(Job)
In the global investing piece, what price did Browne pay for Dae Han Flour Mills of South Korea?

==== Quoted passage ====

Global Treasure Hunting
The Daily Reckoning PRESENTS: There are good mid-size and small companies tucked away in places other than the United States. Stateside investors ignoring these other opportunities are like wine drinkers who don’t want to try imported wines. Chris Mayer explores…
GLOBAL TREASURE HUNTING
I just finished two new books about investing. One, written by a capable analyst, tackled global investing directly. The other, penned by a famed money manager, did so only indirectly. But the message behind both books was simply this – investors need to look abroad.
We’ll start with the indirect first. Christopher Browne of Tweedy, Browne fame just published a book called The Little Book of Value Investing. In it, he lays out some basic thoughts and ideas on how the aspiring investor may add to his financial breadbasket.
The book is in the Graham and Dodd tradition – espousing simple verities about the virtues of buying cheap stocks. It’s like a little country store. But instead of polished apples and sweet corn, the shelves hold bags of polished wisdom and sweet dollops of moneymaking advice.
But what struck me, buried among the homespun maxims, was his emphasis on global investing.
Browne gleefully tells readers of his exploits kicking around in faraway markets. Like an eager traveler returning from his first look at the pyramids of Egypt or gazing up at the Incan ruins of Machu Picchu, Browne talks about the glories of picking up cheap stocks in Japan, South Korea and Switzerland.
In the late 1990s, free-spirited investors could find Japanese homebuilders, media companies and textile mills selling for less than the cash on their books. In 2003, Browne uncovered a Swiss conglomerate loaded with valuable assets – real estate, a sheet metal business, a sporting goods division and more. The stock traded for only one-half of an understated book value. In two years, the stock doubled. He writes about Dae Han Flour Mills of South Korea, which he picked up for one-third of book value.
This is merely a small sample of Browne’s profit-laden travelogue. A globe-trotting treasure hunter, Browne spends considerable ink on the rationale behind global investing, understanding foreign accounting, what to make of foreign currencies and more.
But for all the convoluted reasons others often offer up for investing in foreign stocks, Browne offers one that’s crystal clear: “If you expand your horizons to all the developed countries of the world,” he writes, “you can double your chances of finding cheap stocks.”
To dispel any fears of putting one’s hard-earned dough in some flighty company glued together with matchsticks, Browne offers another basic, yet compelling, observation.

==== Data provided ====

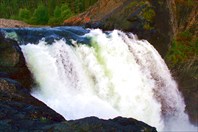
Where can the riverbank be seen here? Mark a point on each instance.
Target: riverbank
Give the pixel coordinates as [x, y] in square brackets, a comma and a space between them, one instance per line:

====

(Output of the exercise)
One-third of book value.